Reproduce every line of the listing below verbatim, omitting the pictures.

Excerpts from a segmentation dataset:
/---
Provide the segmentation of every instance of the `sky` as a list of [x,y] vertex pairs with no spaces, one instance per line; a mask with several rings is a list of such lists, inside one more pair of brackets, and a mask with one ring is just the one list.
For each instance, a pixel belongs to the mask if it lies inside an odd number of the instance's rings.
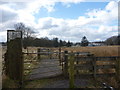
[[80,42],[118,35],[118,0],[0,0],[0,42],[22,22],[35,36]]

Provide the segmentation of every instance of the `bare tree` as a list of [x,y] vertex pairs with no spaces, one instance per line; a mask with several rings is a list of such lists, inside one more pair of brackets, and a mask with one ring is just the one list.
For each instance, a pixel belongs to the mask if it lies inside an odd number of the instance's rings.
[[30,27],[26,27],[24,23],[20,22],[14,25],[15,30],[22,31],[23,38],[31,37],[34,31]]

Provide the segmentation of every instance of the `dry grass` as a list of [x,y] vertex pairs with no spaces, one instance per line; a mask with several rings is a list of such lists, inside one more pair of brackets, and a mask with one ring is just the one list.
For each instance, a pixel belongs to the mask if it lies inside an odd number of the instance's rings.
[[99,47],[70,47],[62,48],[73,52],[90,52],[95,56],[118,56],[118,48],[120,46],[99,46]]

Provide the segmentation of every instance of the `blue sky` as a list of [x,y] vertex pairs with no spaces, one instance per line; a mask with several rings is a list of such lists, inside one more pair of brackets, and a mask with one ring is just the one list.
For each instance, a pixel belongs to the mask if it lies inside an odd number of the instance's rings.
[[87,11],[92,9],[104,9],[108,2],[81,2],[63,5],[63,3],[56,3],[53,12],[48,12],[46,8],[41,8],[39,13],[35,14],[37,19],[43,17],[55,17],[63,19],[77,19],[79,16],[85,16]]
[[[19,0],[18,0],[19,1]],[[0,3],[0,41],[6,30],[22,22],[33,28],[35,36],[80,42],[103,41],[118,34],[118,2],[83,0],[31,0]],[[90,0],[89,0],[90,1]]]

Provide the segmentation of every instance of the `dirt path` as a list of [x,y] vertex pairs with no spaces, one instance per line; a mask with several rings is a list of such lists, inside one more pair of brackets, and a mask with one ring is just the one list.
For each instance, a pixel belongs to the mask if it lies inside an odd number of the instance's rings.
[[41,60],[37,68],[31,72],[28,79],[42,79],[60,74],[62,74],[62,68],[59,66],[59,61],[57,59],[44,59]]

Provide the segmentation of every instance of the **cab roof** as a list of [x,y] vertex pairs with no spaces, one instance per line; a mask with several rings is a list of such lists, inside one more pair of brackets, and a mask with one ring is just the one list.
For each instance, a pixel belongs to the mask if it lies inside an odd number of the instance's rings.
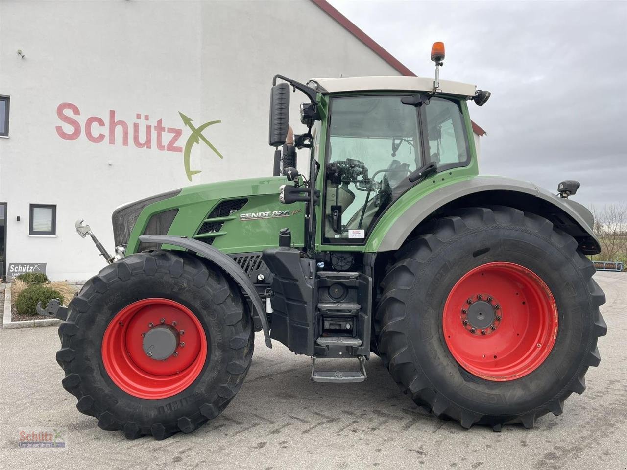
[[[433,79],[421,76],[361,76],[350,78],[315,78],[317,90],[320,93],[398,90],[431,91]],[[475,96],[477,86],[459,81],[440,80],[439,90],[447,95],[471,97]]]

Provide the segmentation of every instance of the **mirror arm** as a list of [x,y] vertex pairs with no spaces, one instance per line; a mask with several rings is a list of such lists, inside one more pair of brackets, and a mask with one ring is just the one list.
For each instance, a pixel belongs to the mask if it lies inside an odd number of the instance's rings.
[[309,98],[309,100],[312,103],[315,103],[316,102],[315,97],[316,95],[318,94],[318,91],[317,91],[314,88],[311,88],[310,86],[307,86],[306,85],[303,85],[303,83],[301,83],[300,81],[297,81],[296,80],[293,80],[291,78],[288,78],[287,76],[283,76],[283,75],[275,75],[274,78],[272,79],[273,86],[277,85],[277,80],[278,78],[282,80],[285,80],[288,83],[291,85],[292,88],[293,88],[294,91],[296,91],[297,90],[300,90],[301,91],[304,93],[305,95],[307,95],[307,97]]

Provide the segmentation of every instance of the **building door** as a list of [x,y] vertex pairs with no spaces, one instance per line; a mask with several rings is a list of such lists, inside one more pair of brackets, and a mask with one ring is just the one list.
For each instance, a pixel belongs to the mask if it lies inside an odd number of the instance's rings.
[[0,278],[6,271],[6,202],[0,202]]

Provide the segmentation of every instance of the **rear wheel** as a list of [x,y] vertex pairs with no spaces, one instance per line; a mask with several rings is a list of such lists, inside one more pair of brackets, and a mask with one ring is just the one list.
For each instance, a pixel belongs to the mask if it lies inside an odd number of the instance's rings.
[[592,263],[546,219],[459,209],[396,254],[376,328],[401,389],[464,427],[532,427],[583,392],[599,361],[605,296]]
[[236,286],[193,256],[130,255],[70,303],[57,362],[76,407],[129,438],[190,432],[226,407],[253,332]]

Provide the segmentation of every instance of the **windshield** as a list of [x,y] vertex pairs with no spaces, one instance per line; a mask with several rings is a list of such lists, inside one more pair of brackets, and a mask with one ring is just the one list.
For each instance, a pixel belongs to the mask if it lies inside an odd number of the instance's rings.
[[394,188],[422,165],[417,109],[401,98],[332,100],[325,169],[327,241],[363,241],[391,202]]

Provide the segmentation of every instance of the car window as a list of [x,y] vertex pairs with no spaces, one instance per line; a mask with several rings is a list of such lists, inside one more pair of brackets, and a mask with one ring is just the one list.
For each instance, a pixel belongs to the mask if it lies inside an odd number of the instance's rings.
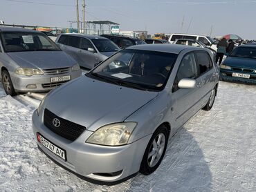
\---
**SOLUTION FOR THIS PROBLEM**
Provide the segmentation of every instance of the `sky` as a list of [x,y] vertex pairs with no spaces, one instance per line; a mask with several rings is a list of such lists, inside one more pair of brackets, and a mask with one ring is just the one list.
For each instance, a pixel belongs to the mask if it lies inside an odd number of the instance's rings.
[[80,42],[118,35],[118,0],[0,0],[0,42],[22,22],[35,36]]

Provide the segmentation of every instance of the `bare tree` as a list of [x,y] vertex pairs with no spaces, one instance per line; a mask with several rings is a list of such lists, inside one more pair of brackets, and a mask with one ring is just the one list.
For each instance, a pixel belongs to the mask if it lies inside an odd number of the instance's rings.
[[30,27],[26,27],[24,23],[20,22],[14,25],[15,30],[22,31],[23,38],[31,37],[34,31]]

Provide the segmentation of every instance of the `dry grass` as a list of [x,y] vertex pairs with no spaces, one instance per line; a mask with several rings is a list of such lists, inside one more pair of brackets, and a mask with one ring is just the one list.
For each instance, a pixel belongs to the mask if it lies inside an odd number of the instance's rings.
[[99,47],[70,47],[62,48],[73,52],[90,52],[95,56],[118,56],[118,48],[120,46],[99,46]]

Provide the segmentation of every instance of the `blue sky` as a list of [x,y] vertex pairs with no spaces, one instance per line; a mask with several rings is a list of such lists, inside one more pair of brackets, and a mask with one ring is just the one list.
For each instance, a pixel belongs to the mask if it lies inside an odd number of the instance's rings.
[[87,11],[92,9],[104,9],[108,2],[81,2],[63,5],[63,3],[56,3],[53,12],[48,12],[46,8],[41,8],[39,13],[35,14],[37,19],[43,17],[55,17],[63,19],[77,19],[79,16],[85,16]]
[[[19,0],[18,0],[19,1]],[[0,3],[0,41],[6,30],[22,22],[33,28],[35,36],[80,42],[103,41],[118,34],[118,2],[83,0],[31,0]],[[90,0],[89,0],[90,1]]]

Provide the segmentation of every instance of the `dirt path` as a list of [x,y] vertex pairs with no spaces, one instance per line; a mask with several rings is a list of such lists, inside one more pair of brackets, and a mask with one ring is just the one list.
For each instance, a pixel belongs to the mask if it lies inside an odd number of the instance's rings.
[[41,60],[37,68],[31,72],[28,79],[42,79],[60,74],[62,74],[62,68],[59,66],[59,61],[57,59],[44,59]]

Provide the segmentation of every instance of the **cab roof** as a list of [x,y] vertex pairs with no spaces, one instance per line; a mask with several rings is a list of such lists, inside one more pair of brackets, and a mask with one ring is just the one list.
For each instance, a pixel belongs to the mask if it lies inside an odd number of the instance's rings.
[[[433,79],[421,76],[361,76],[350,78],[315,78],[317,90],[320,93],[398,90],[431,91]],[[475,96],[477,86],[459,81],[440,80],[439,90],[447,95],[471,97]]]

Provide the segmentation of every instance of the **mirror arm** as a list of [x,y] vertex pairs with no spaces, one instance per line; a mask with several rings is a list of such lists, inside one more pair of brackets, and a mask with one ring is just the one list.
For each instance, a pixel belongs to the mask if it lies inside an odd number of the instance's rings.
[[309,98],[309,100],[312,103],[315,103],[316,102],[315,97],[316,95],[318,94],[318,91],[317,91],[314,88],[311,88],[310,86],[307,86],[306,85],[303,85],[303,83],[301,83],[300,81],[297,81],[296,80],[293,80],[291,78],[288,78],[287,76],[283,76],[283,75],[275,75],[274,78],[272,79],[273,86],[277,85],[277,80],[278,78],[282,80],[285,80],[288,83],[291,85],[292,88],[293,88],[294,91],[296,91],[297,90],[300,90],[301,91],[304,93],[305,95],[307,95],[307,97]]

Provide the segmentation of every instance of the **building door** as a list of [x,y] vertex pairs with no spaces, one instance per line; a mask with several rings is a list of such lists, inside one more pair of brackets, and a mask with one ring is just the one list.
For each instance, a pixel belongs to the mask if it lies inside an odd number of the instance's rings.
[[0,278],[6,271],[6,202],[0,202]]

Provide the segmentation of every instance of the **rear wheel** as a list of [x,y] vertex pairs with no spaces, one instance per line; a mask with several rings is a list of such lists, inside one more pair of brackets, and a mask with one ring is just the one list.
For each instance, a pixel belongs to the mask if it lies inside an odd number of the instance's rings.
[[592,263],[546,219],[459,209],[396,254],[376,328],[401,389],[464,427],[532,427],[583,392],[599,361],[605,296]]
[[236,286],[193,256],[130,255],[70,303],[57,362],[76,407],[129,438],[190,432],[226,407],[253,332]]

Provide the segmentation of every instance of the **windshield** as a list of [x,y] vertex pairs with no spaces, one instance per line; a mask with several rings is a list of such lists, inside one more pair of brackets, and a mask with one ring is just the one list.
For each instance, a pixel belongs to the mask if it lies inside an odd number of the instance's rings.
[[394,188],[422,165],[417,109],[401,98],[332,100],[325,169],[327,241],[363,241],[391,202]]

Provide the segmentation of every instance of the car window as a list of [x,y] vertex pairs with no spaces, one instance per line; a mask with several rings is a list of such lists, inside one more pair of brackets, and a mask with one ring is just the one list.
For each instance, a pixel belongs to the mask if it lies inside an odd number of the instance's rings.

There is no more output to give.